*EXERCISE BRIEF*
The required output consists solely of the lines from the line containing "of the penalty" through the end of the records, copied exactly.

*ENTRIES SUPPLIED*
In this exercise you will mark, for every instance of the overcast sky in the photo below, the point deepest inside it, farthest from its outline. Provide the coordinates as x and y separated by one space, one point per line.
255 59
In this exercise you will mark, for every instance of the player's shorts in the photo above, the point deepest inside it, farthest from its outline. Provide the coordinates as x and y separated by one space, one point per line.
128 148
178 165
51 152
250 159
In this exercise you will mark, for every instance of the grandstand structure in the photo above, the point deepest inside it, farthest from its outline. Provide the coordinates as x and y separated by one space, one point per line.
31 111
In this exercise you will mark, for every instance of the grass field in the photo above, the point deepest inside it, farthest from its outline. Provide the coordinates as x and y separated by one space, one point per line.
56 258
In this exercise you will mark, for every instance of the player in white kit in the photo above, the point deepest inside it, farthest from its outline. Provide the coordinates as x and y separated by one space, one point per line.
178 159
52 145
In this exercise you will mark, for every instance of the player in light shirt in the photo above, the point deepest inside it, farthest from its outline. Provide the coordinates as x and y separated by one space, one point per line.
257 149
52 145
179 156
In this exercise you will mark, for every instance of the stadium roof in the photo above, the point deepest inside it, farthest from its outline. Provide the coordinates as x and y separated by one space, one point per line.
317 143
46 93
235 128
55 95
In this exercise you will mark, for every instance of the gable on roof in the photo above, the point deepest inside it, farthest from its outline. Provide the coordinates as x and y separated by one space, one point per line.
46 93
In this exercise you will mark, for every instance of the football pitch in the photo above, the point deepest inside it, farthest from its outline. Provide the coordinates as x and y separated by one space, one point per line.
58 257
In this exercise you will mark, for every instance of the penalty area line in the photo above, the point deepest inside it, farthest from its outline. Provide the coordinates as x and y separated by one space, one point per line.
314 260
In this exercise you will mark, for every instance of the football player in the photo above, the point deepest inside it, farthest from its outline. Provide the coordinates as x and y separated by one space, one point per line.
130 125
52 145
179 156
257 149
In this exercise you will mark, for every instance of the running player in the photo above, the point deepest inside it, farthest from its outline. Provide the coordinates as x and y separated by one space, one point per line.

*RESULT OF THE TASK*
In this exercise you will mark, for every instance of the penalty area line in the photo above, the point deepest inside it, farthest from its outline. Provide the coordinates as x and y separated by one space, one point per line.
314 260
In this exercise you will mark, for every instance of the football player in the photo above, the point deepest inside it, farthest from its outline. Provide the coordinates as x and y separated by one space, one point per line.
130 125
52 145
179 156
257 149
In this exercise you will mark, for every instance of the running player in the photo above, the point deepest inside it, farthest from its outline. Provide the coordinates as x and y separated by one space, one point per line.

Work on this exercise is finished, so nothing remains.